Stated task => Identify every line in the rows below that contains the string "food", treating case as significant, and copy each matching line.

(Named-object pointing rows)
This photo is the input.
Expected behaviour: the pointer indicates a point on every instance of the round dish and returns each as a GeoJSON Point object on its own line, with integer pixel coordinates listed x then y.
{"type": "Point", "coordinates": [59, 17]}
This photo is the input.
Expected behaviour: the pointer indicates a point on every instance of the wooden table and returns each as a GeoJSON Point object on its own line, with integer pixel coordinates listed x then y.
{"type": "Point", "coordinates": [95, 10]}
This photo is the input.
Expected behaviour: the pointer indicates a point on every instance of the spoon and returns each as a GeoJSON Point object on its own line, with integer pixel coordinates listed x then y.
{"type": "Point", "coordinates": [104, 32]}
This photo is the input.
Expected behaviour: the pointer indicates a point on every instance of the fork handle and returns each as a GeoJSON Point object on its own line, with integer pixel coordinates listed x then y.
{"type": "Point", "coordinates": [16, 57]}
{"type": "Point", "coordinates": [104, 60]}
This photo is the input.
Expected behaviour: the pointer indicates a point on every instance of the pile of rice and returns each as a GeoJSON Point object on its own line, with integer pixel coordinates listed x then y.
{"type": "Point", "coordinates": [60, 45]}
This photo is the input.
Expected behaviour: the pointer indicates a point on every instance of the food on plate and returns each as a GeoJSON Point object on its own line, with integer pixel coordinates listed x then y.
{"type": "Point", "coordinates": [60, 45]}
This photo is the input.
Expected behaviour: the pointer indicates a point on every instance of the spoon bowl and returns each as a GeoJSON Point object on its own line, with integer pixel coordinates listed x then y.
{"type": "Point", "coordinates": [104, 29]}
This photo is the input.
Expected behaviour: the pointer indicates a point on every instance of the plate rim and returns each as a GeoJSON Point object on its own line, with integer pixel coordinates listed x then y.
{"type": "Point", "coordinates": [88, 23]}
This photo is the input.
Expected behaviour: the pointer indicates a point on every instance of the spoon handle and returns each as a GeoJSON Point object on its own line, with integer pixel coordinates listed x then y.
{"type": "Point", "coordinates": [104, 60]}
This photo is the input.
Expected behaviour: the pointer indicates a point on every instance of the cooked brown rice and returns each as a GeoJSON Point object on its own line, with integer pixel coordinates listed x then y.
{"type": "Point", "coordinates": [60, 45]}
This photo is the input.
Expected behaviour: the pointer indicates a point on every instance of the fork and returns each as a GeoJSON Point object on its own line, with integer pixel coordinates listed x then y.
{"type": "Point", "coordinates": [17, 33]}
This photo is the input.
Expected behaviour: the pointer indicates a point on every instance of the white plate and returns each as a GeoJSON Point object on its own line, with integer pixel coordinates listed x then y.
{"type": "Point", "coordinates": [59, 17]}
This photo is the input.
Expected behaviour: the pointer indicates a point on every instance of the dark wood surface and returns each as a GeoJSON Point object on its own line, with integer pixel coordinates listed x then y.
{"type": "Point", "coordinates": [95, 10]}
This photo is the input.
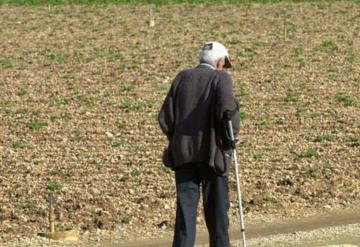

Problem solution =>
Expected behaviour: the pointer indicates a point on every instance of the food on plate and returns each as a GeoJSON Point object on its own line, with integer pixel coordinates listed x then y.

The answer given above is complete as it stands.